Written task: Nothing may be dropped or altered: reproduce all the data.

Material for this exercise:
== == ==

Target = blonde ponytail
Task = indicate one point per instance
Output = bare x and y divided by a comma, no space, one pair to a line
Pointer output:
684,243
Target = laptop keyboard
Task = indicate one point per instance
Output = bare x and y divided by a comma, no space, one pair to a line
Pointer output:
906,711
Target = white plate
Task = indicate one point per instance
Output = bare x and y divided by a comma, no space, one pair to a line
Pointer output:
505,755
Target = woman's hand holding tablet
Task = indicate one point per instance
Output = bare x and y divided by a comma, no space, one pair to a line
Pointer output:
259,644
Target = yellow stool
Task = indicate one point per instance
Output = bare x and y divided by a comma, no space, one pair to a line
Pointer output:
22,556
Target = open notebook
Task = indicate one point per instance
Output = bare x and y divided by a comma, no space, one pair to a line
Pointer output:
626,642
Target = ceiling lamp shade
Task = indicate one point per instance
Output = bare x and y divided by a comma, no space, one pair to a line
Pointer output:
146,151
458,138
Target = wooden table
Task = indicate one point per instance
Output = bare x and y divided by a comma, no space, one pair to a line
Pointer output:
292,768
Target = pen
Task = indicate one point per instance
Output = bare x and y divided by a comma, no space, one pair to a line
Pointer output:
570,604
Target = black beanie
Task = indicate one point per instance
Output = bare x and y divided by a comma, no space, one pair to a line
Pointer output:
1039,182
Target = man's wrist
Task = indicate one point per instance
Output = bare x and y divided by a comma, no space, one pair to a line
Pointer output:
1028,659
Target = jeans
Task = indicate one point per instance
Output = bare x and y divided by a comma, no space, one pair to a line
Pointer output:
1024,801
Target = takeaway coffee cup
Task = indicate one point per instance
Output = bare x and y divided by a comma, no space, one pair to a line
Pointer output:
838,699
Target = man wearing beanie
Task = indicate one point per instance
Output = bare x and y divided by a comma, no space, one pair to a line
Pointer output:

== == ==

Expected answer:
Target = blonde ponytail
Task = indicate one point per instance
Output = bare x and y divided by a comma, no space, one pair to a line
Pointer output:
684,243
Target = laptop keyboard
Task = indicate one point per instance
Output = bare x and y divided by a comma, no space, one pair to a line
Pointer output:
906,711
Target = white plate
Task = indicate one point per instance
Output = bare x and y divided by a comma, no space, one pair to a line
Pointer output:
505,755
Target = woman's hand holding tablet
Task = indicate one point per instance
Output = bare x and y divided by a comma, no space, one pair to a line
Pointer output:
259,644
Target = yellow stool
Task = indicate one point per instance
Output = bare x and y divided by a comma, no space, one pair to a line
Pointer output:
22,556
Target = open notebook
Task = indicate one point per instance
Output = bare x and y divided by a comma, no space, one pair to a line
Pointer output:
626,642
Target = ceiling lamp shade
Task = indicate one point per instance
Output = bare x and y divided by a comma, no space, one pair to a line
Pointer output:
146,151
458,138
Target = wooden table
Task = indicate one point per instance
Output = bare x and y divided by a comma, no space, one pair to a line
Pointer output:
292,768
Target = pen
Task = indicate one point per instance
Output = bare x and y divided by a comma, no space, one pair to a line
Pointer output:
570,604
Target = black beanie
Task = indicate one point per instance
Output = bare x and y divided by a comma, no space, one pair to a line
Pointer output:
1039,182
Target = man's wrist
Task = indicate one point per instance
Output = bare x and y divided by a comma, no space, one pair to a line
Pointer output:
1028,659
Target = jeans
Task = indicate one point per instance
Output = bare x and y divided by a comma, no space, one pair to a line
Pointer output:
1024,801
Target = takeaway coffee cup
Task = indicate one point per instance
Output = bare x and y divided by a comma, no space, one pair to a line
Pointer output:
838,699
Target = man wearing beanie
Task = indicate one point per instance
Output = bare x and y divided by a comma, no space, one pair to a line
Pointer output:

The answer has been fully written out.